• WORK TO BE COMPLETED:
Every entry must be duplicated precisely as written.

• DATASET ENTRIES:
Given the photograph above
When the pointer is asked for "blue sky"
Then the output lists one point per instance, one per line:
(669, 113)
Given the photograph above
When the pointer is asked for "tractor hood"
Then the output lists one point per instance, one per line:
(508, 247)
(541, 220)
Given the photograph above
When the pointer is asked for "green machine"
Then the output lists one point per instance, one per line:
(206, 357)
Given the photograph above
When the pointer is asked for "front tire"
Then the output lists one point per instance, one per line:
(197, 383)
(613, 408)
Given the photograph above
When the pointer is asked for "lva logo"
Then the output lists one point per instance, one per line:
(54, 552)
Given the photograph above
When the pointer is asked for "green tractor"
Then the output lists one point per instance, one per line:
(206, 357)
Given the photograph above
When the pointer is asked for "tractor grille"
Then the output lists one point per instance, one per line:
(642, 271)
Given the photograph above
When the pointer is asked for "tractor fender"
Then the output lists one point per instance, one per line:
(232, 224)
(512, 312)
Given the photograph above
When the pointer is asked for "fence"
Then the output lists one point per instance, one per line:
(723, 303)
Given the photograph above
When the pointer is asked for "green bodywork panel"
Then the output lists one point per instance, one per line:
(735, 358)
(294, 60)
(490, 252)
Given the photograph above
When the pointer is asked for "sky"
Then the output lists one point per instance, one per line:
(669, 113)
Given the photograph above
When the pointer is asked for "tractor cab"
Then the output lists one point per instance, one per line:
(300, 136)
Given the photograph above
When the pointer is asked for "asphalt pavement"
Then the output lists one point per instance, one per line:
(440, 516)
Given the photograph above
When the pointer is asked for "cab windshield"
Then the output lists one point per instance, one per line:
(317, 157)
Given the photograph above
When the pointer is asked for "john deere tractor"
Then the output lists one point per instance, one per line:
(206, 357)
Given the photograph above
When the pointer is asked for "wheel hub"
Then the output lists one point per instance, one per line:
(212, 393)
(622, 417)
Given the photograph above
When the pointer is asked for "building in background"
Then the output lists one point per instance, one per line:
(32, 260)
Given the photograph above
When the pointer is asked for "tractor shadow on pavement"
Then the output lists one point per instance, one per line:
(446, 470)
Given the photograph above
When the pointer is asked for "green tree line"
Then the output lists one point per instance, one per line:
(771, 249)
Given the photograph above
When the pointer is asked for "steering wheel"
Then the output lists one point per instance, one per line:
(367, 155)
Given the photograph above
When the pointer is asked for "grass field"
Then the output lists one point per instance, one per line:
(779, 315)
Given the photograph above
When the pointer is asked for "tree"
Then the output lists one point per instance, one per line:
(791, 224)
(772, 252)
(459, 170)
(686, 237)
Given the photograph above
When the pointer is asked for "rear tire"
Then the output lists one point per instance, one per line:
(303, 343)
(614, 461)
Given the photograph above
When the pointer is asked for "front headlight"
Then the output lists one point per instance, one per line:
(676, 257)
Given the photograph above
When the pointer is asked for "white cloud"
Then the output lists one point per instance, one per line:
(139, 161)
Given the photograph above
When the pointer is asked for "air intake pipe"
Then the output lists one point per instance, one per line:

• ANSWER SECTION:
Given the photograph above
When the pointer is asked for "blue sky"
Then the output lists one point per instance, one per line:
(669, 113)
Given the photograph above
When the pointer is asked for "tractor hood"
Then the output lists one point per instance, one per line:
(508, 247)
(541, 220)
Given the photograph above
When the pointer is asked for "green machine"
Then the output lists one point per instance, one per line:
(206, 357)
Given the photograph above
When the pointer is asked for "front tire"
Then the output lists one point per instance, one per line:
(197, 383)
(613, 408)
Given the photograph above
When the pointer is asked for "lva logo"
Then the output lists one point per instance, one per line:
(54, 552)
Given the photograph above
When the pointer is asked for "green tractor"
Then the output lists one point per instance, one per line:
(206, 357)
Given the photograph above
When the pointer is asked for "tractor grille"
Then the output lists one point per instance, one per line:
(642, 271)
Given the photograph above
When the pointer is asked for "tractor fender"
Then the output lists one point per instance, one per line:
(232, 224)
(512, 312)
Given the photograph above
When the pointer is asked for "fence"
Then the output lists one point per instance, one per line:
(723, 303)
Given the photograph above
When the pointer is asked for "green bodywork panel"
Then the output lists one point per instance, one per line:
(735, 358)
(294, 60)
(490, 252)
Given the photograph above
When the pointer is asked for "sky"
Then the output lists one point per instance, one per line:
(669, 113)
Given the photograph above
When the pointer is asked for "tractor cab"
Then the output lists one point per instance, one per line:
(300, 136)
Given the photograph above
When the pointer is asked for "asphalt pavement"
Then the output lists one point per instance, one per line:
(440, 516)
Given the photograph above
When the pointer is asked for "cab windshield"
Then the output lists one point per instance, one per line:
(317, 157)
Given the photograph above
When the pointer is asked for "john deere tractor"
Then the output lists one point per instance, one per line:
(206, 357)
Given the photograph above
When the pointer is asked for "wheel hub"
Then the output lists one point per instance, one per line:
(212, 393)
(622, 417)
Given the photograph above
When the pointer is asked for "building in background"
Then the output lists one point per instance, one per line:
(32, 260)
Given the photograph above
When the pointer is asked for "tractor shadow on pavement"
Then the output lists one point per instance, one per line:
(446, 470)
Given the photograph above
When the pointer is asked for "green tree line"
Then the output lists one point per instance, one per line:
(771, 249)
Given the photograph above
When the pointer is asked for "steering wheel"
Then the output lists one point per instance, one per line:
(367, 155)
Given the photograph above
When the pointer is asked for "grass field"
Then the output lists one point per instance, one per line:
(779, 315)
Given the photograph above
When the pointer is asked for "tree"
Then the output lists one point per instance, one per line:
(791, 224)
(772, 252)
(459, 170)
(686, 237)
Given the photograph above
When the pointer is asked for "rear tire"
Then the output lists one point per instance, one per line:
(303, 343)
(614, 461)
Given the photograph above
When the pointer is asked for "front headlight"
Then the output lists one point per instance, one per line:
(676, 257)
Given the photograph above
When the pointer is asked for "white cloud"
Then the output lists one point per instance, one per line:
(139, 161)
Given the photograph above
When the pointer is asked for "air intake pipe"
Then the output lists one point per instance, one per line:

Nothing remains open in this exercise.